====== ENTRIES PROVIDED ======
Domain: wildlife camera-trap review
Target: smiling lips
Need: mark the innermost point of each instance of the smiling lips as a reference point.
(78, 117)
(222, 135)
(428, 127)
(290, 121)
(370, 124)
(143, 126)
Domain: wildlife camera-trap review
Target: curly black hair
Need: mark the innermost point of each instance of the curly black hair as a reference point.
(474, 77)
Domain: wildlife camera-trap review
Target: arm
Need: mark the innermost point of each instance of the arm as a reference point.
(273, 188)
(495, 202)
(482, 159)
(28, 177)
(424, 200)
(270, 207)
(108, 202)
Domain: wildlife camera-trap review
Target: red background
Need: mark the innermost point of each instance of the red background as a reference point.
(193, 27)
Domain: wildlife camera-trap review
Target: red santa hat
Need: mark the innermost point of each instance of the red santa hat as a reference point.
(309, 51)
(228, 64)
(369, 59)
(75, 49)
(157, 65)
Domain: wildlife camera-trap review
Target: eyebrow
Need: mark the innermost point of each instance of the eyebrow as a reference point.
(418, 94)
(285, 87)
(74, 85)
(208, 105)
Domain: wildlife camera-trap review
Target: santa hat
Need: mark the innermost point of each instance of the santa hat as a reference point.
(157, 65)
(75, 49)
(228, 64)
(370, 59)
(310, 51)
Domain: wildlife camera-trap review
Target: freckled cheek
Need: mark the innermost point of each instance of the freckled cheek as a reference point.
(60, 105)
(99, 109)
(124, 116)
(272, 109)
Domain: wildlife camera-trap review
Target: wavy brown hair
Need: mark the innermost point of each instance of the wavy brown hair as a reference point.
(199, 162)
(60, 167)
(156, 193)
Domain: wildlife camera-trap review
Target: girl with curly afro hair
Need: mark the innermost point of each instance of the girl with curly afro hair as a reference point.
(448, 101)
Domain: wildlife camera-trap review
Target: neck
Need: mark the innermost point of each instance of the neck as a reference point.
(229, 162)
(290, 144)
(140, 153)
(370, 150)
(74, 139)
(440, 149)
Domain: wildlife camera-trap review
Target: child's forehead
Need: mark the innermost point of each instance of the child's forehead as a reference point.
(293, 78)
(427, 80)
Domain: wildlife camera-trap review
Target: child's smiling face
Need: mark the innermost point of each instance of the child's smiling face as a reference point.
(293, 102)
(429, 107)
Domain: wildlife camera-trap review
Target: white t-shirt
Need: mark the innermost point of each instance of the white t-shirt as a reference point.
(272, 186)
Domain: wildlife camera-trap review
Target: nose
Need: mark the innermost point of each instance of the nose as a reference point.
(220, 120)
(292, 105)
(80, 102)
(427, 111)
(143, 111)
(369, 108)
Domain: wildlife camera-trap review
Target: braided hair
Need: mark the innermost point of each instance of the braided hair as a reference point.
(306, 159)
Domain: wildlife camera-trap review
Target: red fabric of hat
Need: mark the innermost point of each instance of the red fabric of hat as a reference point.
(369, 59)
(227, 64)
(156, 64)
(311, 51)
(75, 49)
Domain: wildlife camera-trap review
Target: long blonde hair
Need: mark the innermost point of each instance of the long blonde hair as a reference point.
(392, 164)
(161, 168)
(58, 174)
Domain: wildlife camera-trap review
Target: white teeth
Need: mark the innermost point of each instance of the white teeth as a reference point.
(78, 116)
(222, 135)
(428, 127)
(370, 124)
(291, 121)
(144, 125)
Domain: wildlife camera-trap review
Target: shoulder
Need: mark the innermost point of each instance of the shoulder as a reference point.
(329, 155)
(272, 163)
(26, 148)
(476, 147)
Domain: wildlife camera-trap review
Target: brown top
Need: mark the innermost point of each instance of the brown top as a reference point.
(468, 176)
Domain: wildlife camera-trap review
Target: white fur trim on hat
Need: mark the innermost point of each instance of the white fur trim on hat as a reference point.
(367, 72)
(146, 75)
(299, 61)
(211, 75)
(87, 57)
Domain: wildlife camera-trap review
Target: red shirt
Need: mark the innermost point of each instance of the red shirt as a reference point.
======
- _STATED EXERCISE_
Pick out every line in the items above that contains the word "braided", counting only matches with the same capitalization.

- _RESULT BELOW_
Target: braided hair
Need: mark the innermost point of each instance of the braided hair as a reference point.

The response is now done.